▶ **REQUIRED TASKS**
(1) In the biography of Shoukat Ali Laleka, which portfolio did he hold as a Provincial Minister of Punjab?
(2) From the Laleka biography, transcribe the passage that begins with the words "Shoukat Ali Laleka" and ends after "till January 2023.".

▶ **SUPPLIED TEXT**

## begin

Shoukat Ali Laleka () is a Pakistani politician who was the Provincial  Minister of Punjab for Zakat and Ushr , in office from 13 September 2018 till April 2022. He had been a member of the Provincial Assembly of the Punjab from August 2018 till January 2023.

Previously he was a Member of the Provincial Assembly of the Punjab  from May 2013 to May 2018.

Early life
He was born on 1 January 1961 in Bahawalnagar.

Political career
He was elected to the Provincial Assembly of the Punjab as a candidate of Islami Jamhoori Ittehad (IJI) from Constituency PP-226 (Bahawalnagar-II) in 1990 Pakistani general election. He received 21,077 votes and defeated an independent candidate, Muhammad Tariq Amin Hotiana.

## end

▶ **SOURCE MATERIAL**
## begin

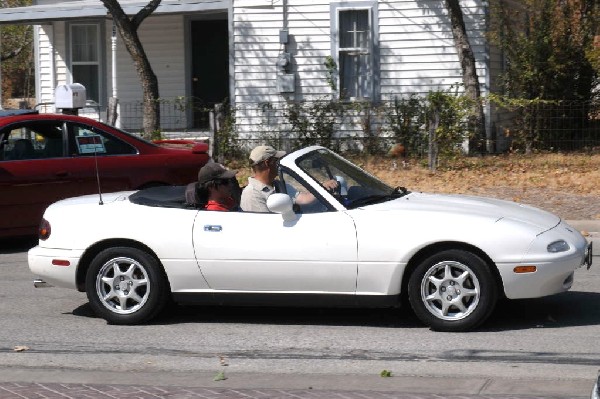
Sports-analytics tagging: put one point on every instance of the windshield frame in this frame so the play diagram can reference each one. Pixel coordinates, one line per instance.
(357, 187)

## end

▶ **SOLUTIONS IN ORDER**
(1) Zakat and Ushr.

(2)
Shoukat Ali Laleka () is a Pakistani politician who was the Provincial  Minister of Punjab for Zakat and Ushr , in office from 13 September 2018 till April 2022. He had been a member of the Provincial Assembly of the Punjab from August 2018 till January 2023.